- **QUOTED PASSAGE**:
Test activities are organized and carried out differently in different lifecycles (see section 2.1).

1.1.1 Typical Objectives of Testing

For any given project, the objectives of testing may include:

• To prevent defects by evaluate work products such as requirements, user stories, design, and code
• To verify whether all specified requirements have been fulfilled
• To check whether the test object is complete and validate if it works as the users and other stakeholders expect
• To build confidence in the level of quality of the test object
• To find defects and failures by reducing the level of risk of inadequate software quality
• To provide sufficient information to stakeholders to allow them to make informed decisions, especially regarding the level of quality of the test object
• To comply with contractual, legal, or regulatory requirements or standards, and/or to verify the test object’s compliance with such requirements or standards

The objectives of testing can vary, depending upon the context of the component or system being tested, the test level, and the software development lifecycle model. These differences may include, for example:

• During component testing, one objective may be to find as many failures as possible so that the underlying defects are identified and fixed early. Another objective may be to increase code coverage of the component tests.
• During acceptance testing, one objective may be to confirm that the system works as expected and satisfies requirements. Another objective of this testing may be to give information to stakeholders about the risk of releasing the system at a given time.

1.1.2 Testing and Debugging

Testing and debugging are different. Executing tests can show failures that are caused by defects in the software. Debugging is the development activity that finds, analyzes, and fixes such defects. Subsequent confirmation testing checks whether the fixes resolved the defects. In some cases, testers are responsible for the initial test and the final confirmation test, while developers do the debugging, associated component and component integration testing (continues integration). However, in Agile development and in some other software development lifecycles, testers may be involved in debugging and component testing.

ISO standard (ISO/IEC/IEEE 29119-1) has further information about software testing concepts.

1.2 Why is Testing Necessary?

Rigorous testing of components and systems, and their associated documentation, can help reduce the risk of failures occurring during operation. When defects are detected, and subsequently fixed, this contributes to the quality of the components or systems. In addition, software testing may also be required to meet contractual or legal requirements or industry-specific standards.

- **Location annotation dataset excerpts**:
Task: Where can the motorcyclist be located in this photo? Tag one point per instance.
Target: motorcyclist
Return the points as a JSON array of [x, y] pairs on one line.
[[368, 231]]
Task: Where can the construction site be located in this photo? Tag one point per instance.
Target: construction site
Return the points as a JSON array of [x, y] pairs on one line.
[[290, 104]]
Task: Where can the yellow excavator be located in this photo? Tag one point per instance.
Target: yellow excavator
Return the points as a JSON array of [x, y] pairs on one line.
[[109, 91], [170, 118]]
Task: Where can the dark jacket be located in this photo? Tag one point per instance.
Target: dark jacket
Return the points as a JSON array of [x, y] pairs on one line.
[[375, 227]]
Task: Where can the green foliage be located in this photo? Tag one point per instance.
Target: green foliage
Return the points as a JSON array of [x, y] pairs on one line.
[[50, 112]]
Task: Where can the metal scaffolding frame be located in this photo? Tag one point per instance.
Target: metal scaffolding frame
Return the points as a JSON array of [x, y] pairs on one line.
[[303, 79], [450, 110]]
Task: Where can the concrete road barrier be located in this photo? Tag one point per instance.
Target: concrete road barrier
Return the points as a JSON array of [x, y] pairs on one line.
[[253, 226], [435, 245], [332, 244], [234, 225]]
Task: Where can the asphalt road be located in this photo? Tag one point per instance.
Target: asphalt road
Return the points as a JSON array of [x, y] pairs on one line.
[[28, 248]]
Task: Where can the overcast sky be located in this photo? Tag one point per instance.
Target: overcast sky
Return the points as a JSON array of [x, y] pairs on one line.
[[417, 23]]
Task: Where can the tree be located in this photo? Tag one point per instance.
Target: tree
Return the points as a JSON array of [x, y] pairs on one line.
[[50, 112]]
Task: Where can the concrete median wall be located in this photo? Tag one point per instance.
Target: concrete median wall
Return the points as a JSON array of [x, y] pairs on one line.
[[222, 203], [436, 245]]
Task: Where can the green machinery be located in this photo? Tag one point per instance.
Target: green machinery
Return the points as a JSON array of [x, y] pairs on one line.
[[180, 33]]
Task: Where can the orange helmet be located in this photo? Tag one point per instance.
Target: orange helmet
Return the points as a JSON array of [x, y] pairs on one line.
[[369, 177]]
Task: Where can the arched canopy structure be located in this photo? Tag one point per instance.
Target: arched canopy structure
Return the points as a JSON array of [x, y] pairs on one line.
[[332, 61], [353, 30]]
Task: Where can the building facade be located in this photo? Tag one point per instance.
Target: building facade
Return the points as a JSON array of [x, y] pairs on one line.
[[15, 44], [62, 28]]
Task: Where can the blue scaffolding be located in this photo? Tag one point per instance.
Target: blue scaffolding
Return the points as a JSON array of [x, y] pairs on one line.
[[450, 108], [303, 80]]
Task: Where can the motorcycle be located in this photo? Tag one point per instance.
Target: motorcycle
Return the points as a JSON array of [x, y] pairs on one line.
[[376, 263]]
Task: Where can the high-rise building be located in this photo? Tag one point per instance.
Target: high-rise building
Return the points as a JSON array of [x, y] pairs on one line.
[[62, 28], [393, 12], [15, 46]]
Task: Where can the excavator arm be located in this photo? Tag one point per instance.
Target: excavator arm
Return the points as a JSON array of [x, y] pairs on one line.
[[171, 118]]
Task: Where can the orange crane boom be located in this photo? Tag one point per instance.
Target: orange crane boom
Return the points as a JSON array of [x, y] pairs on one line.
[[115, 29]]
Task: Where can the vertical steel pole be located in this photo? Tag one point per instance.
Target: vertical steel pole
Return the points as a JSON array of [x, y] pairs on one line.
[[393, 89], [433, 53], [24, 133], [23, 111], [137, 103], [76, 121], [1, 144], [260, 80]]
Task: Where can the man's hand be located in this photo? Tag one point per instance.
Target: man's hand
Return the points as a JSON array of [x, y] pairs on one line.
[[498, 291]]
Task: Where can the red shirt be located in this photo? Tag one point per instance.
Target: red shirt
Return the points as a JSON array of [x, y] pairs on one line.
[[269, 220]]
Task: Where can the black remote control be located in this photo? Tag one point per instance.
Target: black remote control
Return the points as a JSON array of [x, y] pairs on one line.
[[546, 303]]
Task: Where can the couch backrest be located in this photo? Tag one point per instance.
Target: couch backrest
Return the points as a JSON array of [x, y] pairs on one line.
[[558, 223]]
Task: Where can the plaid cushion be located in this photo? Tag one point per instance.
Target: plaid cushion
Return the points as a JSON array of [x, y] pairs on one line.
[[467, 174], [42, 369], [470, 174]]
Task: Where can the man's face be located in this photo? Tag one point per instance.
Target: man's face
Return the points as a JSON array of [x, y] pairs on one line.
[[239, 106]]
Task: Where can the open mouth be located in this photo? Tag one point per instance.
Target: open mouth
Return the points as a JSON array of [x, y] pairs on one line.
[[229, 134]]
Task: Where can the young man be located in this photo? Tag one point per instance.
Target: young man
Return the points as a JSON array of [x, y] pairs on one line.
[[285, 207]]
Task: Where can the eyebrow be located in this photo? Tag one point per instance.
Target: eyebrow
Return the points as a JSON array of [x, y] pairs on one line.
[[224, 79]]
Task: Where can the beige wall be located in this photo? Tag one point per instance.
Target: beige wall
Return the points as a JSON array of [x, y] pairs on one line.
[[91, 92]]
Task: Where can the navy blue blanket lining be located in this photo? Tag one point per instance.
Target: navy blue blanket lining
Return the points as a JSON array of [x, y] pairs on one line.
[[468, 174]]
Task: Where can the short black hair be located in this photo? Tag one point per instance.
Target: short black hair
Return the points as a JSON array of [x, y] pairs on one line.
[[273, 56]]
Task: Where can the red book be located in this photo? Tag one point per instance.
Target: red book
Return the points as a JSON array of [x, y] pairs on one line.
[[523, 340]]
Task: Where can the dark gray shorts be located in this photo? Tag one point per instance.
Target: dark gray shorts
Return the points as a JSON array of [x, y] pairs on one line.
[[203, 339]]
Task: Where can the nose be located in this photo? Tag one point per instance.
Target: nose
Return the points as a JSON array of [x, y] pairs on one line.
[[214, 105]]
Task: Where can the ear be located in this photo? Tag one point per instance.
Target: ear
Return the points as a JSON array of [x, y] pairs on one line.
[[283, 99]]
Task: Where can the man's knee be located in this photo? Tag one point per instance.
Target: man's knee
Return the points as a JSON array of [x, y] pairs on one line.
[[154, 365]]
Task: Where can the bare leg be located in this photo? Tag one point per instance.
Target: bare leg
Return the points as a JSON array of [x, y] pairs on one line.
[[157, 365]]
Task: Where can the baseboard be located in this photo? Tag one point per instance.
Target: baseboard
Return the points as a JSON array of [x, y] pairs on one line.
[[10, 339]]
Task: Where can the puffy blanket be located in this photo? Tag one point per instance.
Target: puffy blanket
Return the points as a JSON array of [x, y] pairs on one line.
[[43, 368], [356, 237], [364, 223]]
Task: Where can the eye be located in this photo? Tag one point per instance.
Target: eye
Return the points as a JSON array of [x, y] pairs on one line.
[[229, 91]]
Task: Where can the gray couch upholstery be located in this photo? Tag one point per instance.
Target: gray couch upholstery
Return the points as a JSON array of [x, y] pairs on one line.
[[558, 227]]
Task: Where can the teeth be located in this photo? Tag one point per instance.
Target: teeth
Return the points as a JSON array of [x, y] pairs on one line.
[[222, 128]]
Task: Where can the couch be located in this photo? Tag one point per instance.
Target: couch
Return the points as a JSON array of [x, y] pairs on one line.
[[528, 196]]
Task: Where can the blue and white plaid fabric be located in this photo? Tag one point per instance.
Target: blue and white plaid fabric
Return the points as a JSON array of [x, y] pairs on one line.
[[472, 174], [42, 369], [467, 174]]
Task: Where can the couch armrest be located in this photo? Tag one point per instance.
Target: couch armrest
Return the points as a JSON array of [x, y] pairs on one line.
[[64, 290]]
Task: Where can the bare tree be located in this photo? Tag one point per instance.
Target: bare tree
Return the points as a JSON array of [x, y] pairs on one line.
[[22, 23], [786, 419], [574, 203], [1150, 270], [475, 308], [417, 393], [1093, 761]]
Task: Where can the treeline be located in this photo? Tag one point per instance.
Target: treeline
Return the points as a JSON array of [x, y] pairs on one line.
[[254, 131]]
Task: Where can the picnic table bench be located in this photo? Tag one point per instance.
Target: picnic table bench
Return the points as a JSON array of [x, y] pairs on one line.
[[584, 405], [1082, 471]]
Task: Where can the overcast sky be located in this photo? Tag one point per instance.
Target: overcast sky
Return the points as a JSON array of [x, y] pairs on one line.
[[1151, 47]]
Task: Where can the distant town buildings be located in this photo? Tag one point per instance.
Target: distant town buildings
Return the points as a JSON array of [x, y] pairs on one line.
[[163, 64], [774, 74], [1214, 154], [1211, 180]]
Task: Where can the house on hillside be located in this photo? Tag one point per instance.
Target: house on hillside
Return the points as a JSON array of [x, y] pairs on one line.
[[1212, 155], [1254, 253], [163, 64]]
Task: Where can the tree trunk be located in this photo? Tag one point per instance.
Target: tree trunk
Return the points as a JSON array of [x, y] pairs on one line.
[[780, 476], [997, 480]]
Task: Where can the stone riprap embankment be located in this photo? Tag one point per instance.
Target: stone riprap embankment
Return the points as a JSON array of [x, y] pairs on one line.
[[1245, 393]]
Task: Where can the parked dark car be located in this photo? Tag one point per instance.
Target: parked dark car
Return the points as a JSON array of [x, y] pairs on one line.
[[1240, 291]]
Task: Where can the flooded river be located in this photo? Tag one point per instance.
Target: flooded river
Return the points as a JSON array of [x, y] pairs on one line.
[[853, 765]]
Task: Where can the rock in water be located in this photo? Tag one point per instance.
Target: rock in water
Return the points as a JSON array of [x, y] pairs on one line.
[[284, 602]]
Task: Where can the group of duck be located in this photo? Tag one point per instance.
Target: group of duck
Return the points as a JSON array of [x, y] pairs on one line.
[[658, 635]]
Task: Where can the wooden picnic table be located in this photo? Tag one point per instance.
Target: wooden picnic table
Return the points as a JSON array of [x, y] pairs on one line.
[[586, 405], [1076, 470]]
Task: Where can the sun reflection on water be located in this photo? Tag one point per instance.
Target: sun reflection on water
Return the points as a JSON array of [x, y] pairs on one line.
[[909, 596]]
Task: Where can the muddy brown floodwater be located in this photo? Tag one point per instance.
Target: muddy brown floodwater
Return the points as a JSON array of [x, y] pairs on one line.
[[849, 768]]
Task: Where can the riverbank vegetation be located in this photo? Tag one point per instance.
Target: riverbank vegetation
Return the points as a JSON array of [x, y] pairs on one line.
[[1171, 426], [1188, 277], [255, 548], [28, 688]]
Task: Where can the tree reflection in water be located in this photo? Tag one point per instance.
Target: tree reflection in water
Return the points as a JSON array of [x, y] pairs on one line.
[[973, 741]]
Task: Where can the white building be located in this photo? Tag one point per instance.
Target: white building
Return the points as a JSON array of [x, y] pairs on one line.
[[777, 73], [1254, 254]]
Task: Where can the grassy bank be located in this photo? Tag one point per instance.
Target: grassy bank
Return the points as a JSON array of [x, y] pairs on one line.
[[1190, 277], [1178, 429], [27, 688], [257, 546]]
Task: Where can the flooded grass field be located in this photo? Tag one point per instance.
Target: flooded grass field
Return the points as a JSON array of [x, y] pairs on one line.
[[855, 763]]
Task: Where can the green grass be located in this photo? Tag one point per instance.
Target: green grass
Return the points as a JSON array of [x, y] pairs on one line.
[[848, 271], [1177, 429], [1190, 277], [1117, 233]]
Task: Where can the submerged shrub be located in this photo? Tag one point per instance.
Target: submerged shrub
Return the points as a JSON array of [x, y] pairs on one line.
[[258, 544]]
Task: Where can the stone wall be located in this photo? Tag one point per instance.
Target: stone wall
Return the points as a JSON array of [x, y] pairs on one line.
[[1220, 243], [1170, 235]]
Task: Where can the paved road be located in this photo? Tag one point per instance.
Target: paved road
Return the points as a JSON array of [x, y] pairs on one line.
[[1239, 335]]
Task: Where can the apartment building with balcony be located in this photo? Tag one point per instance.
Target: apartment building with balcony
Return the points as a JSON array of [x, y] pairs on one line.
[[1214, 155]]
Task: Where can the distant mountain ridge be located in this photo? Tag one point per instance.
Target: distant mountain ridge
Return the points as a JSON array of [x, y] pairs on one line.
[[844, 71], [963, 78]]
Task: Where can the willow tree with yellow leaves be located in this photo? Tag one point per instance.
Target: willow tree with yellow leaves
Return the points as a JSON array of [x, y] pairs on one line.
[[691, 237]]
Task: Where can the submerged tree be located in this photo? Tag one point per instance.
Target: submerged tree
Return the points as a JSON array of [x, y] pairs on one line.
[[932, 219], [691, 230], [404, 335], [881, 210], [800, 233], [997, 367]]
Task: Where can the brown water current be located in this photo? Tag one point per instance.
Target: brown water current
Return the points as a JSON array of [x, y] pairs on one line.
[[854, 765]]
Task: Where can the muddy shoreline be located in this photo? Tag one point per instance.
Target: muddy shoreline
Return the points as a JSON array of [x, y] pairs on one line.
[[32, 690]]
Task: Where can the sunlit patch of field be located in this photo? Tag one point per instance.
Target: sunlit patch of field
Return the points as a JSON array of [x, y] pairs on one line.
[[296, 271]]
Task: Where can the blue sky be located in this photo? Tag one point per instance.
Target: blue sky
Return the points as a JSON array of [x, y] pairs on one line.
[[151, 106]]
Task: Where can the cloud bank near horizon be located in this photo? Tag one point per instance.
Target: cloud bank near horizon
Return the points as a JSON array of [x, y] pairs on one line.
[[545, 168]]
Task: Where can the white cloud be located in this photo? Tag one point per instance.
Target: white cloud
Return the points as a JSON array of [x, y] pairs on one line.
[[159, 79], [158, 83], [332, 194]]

- **DIRECTIVES**:
[a] Reproduce the passage of the software testing text from "Rigorous testing of" to "or industry-specific standards.".
[b] Translate this sentence from the software testing text into Spanish: "Rigorous testing of components and systems, and their associated documentation, can help reduce the risk of failures occurring during operation."

- **PROBLEM SOLUTIONS**:
[a]
Rigorous testing of components and systems, and their associated documentation, can help reduce the risk of failures occurring during operation. When defects are detected, and subsequently fixed, this contributes to the quality of the components or systems. In addition, software testing may also be required to meet contractual or legal requirements or industry-specific standards.

[b] Las pruebas rigurosas de los componentes y sistemas, y de su documentación asociada, pueden ayudar a reducir el riesgo de que se produzcan fallos durante la operación.